[Aim]: According to the source text, by how many bytes does using static const pointers reduce the data allocated into the "index info" context?

··· Source text ···

Here's my patch that does this, pulled from [0]/messages/by-id/CAEze2Wi7tDidbDVJhu=Pstb2hbUXDCxx_VAZnKSqbTMf7k8+uQ@mail.gmail.com. It was originally
built to reduce the per-index catcache overhead; as using static const
pointers reduces the data allocated into the "index info" context by
264 bytes.

Kind regards,

Matthias van de Meent
Databricks (https://www.databricks.com)

[0]: /messages/by-id/CAEze2Wi7tDidbDVJhu=Pstb2hbUXDCxx_VAZnKSqbTMf7k8+uQ@mail.gmail.com

Attachments:

v1-0001-Stop-heap-allocating-IndexAmRoutine-for-every-ind.patchapplication/octet-stream; name=v1-0001-Stop-heap-allocating-IndexAmRoutine-for-every-ind.patchDownload+472-487
#3Tom Lane
tgl@sss.pgh.pa.us
In reply to: Matthias van de Meent (#2)

Matthias van de Meent <boekewurm+postgres@gmail.com> writes:

On Mon, 29 Dec 2025 at 17:05, Tom Lane <tgl@sss.pgh.pa.us> wrote:

I wonder if it wouldn't be better to rethink the convention that
IndexAmRoutine structs are palloc'd. Is there any AM for which
the contents aren't constant, so that we could just return a pointer
to a static constant struct and save the palloc/pfree overhead?

I'm not aware of any such AMs, and the only reason I can think of to
change this dynamically is for specialization: the amroutine itself
doesn't get sufficient information to return a specialized
IndexAmRoutine pointer; and assuming that rd_indam itself isn't
`const`-ified the specializing code would just have to change the
pointed-to IndexAmRoutine instead of replacing individual am*
functions in the struct.

Yeah, it's hard to credit any need for per-call specialization
given that the amhandler receives no parameters. I can imagine
per-session specialization, for instance as a result of wanting
to JIT-compile the AM's methods. But you could still do that:
on first call, build one copy of the IndexAMRoutine struct in
a long-lived context, and then just keep returning pointers to
that struct. The "const" requirement applies to the core code's
references to the IndexAMRoutine struct, it does not constrain
the code creating such a struct.

Here's my patch that does this, pulled from [0]. It was originally
built to reduce the per-index catcache overhead; as using static const
pointers reduces the data allocated into the "index info" context by
264 bytes.

Cool, I forgot you'd already been poking at this. The patch
is kinda long, but not as bad as I feared, and it all looks
quite mechanical. It lacks documentation updates though.

··· Records provided ···

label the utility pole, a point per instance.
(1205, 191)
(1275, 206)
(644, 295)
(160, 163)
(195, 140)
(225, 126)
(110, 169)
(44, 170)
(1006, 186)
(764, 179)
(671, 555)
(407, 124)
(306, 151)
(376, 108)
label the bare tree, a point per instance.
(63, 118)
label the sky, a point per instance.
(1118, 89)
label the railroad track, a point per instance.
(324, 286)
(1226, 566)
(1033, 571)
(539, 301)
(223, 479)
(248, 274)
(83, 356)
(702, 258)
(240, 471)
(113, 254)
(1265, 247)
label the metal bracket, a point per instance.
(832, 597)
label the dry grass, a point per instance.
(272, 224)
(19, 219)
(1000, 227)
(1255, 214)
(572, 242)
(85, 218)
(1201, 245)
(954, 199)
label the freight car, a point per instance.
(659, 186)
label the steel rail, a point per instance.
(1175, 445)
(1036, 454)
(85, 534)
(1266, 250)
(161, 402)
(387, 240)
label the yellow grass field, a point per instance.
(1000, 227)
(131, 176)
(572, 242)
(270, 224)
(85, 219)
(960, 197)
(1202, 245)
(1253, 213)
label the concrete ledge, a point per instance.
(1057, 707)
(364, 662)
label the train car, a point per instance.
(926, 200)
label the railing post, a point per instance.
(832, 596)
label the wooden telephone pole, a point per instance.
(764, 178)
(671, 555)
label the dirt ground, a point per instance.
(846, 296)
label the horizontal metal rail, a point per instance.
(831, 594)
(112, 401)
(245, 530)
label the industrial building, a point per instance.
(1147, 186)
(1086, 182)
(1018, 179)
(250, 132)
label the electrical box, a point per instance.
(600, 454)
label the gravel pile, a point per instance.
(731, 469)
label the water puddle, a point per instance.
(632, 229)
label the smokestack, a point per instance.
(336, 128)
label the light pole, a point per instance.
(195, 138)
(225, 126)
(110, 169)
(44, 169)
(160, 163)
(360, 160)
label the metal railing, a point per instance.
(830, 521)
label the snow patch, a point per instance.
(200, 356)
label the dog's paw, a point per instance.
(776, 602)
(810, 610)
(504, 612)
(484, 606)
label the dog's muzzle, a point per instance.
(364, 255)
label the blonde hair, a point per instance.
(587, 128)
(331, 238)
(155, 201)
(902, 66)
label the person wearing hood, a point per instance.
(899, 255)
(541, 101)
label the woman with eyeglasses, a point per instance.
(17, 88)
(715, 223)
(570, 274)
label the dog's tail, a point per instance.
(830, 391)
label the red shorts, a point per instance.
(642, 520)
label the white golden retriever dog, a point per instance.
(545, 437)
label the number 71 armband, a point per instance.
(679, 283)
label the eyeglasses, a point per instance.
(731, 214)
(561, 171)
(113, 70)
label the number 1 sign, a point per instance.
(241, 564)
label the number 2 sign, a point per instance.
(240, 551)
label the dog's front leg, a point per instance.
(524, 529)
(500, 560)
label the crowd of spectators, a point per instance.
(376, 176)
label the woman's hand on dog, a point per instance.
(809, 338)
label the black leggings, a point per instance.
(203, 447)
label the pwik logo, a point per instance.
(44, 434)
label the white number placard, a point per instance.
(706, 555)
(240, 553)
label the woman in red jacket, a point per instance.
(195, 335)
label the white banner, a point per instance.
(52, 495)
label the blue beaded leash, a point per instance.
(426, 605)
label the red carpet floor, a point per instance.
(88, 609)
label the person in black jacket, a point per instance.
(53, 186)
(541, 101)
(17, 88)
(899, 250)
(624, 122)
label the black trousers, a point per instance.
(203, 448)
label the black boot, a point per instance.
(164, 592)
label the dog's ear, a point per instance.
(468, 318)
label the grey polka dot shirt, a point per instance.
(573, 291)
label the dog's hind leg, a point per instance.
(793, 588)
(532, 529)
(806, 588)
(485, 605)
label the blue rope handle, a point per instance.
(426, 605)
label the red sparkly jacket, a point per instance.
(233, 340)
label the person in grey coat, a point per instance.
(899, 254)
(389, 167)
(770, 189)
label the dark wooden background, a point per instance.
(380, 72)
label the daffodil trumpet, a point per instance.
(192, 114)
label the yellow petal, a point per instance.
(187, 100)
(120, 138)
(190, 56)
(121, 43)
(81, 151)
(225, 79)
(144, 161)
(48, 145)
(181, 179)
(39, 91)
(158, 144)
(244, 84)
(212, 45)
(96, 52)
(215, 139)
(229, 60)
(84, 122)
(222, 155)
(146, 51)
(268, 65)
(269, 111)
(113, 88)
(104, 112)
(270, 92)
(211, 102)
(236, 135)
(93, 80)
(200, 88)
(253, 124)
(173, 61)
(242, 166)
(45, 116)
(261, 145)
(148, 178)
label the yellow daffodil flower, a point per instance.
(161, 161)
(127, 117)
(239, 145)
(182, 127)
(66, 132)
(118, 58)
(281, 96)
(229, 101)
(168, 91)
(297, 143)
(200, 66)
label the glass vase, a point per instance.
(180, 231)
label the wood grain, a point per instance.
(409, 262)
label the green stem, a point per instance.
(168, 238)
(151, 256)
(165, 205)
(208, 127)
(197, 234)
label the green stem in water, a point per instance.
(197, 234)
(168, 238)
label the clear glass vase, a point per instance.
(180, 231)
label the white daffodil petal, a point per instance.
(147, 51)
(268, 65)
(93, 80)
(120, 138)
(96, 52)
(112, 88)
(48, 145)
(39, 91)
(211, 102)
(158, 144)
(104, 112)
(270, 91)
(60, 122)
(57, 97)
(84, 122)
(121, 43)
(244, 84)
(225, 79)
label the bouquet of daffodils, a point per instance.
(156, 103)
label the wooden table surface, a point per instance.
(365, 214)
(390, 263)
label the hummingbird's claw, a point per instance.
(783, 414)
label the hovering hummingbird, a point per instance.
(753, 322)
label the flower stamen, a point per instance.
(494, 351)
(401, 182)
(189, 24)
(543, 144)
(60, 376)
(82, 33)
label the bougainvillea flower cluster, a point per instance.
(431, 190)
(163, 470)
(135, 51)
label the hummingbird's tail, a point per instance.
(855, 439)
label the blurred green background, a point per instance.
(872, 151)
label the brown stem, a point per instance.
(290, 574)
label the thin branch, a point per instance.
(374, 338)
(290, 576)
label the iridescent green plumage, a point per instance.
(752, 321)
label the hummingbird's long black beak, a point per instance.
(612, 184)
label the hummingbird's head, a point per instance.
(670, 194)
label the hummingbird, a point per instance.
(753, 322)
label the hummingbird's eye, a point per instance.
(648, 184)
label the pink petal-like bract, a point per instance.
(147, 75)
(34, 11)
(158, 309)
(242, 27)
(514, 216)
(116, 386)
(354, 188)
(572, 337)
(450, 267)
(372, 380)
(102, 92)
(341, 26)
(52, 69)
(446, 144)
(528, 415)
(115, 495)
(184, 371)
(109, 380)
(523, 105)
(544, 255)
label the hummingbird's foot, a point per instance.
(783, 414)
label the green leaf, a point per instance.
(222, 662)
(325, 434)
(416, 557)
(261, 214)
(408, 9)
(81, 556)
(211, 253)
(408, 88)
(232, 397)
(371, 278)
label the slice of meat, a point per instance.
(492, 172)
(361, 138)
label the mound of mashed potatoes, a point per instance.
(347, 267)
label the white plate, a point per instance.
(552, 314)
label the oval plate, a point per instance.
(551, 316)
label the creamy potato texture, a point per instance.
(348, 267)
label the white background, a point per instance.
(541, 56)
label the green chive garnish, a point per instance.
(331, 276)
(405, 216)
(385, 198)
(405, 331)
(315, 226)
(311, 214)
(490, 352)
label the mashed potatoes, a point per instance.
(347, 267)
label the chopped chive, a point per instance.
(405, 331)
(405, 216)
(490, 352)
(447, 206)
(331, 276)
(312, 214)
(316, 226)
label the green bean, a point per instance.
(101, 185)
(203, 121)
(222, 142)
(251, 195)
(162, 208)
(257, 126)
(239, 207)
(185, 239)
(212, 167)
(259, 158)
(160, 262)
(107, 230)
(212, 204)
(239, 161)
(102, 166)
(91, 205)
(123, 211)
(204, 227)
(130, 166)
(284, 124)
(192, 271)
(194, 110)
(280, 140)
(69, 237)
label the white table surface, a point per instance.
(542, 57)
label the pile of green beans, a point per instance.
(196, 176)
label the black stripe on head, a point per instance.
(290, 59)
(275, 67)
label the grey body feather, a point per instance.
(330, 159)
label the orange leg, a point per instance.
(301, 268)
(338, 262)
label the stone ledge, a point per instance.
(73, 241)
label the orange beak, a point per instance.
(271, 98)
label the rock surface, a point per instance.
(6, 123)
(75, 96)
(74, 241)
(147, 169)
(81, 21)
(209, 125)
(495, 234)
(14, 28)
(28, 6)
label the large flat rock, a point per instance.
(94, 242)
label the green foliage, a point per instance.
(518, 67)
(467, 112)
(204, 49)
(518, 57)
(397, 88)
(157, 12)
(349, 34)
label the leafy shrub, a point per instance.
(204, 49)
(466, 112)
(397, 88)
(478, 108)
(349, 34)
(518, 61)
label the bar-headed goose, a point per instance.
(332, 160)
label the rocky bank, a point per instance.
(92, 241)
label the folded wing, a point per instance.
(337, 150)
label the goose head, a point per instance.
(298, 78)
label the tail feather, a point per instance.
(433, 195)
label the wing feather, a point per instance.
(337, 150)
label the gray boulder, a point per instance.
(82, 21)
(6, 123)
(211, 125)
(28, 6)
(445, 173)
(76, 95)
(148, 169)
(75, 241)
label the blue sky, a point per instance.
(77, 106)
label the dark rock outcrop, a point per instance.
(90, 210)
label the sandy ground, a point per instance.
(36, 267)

···

[Solution to this task]: 264 bytes.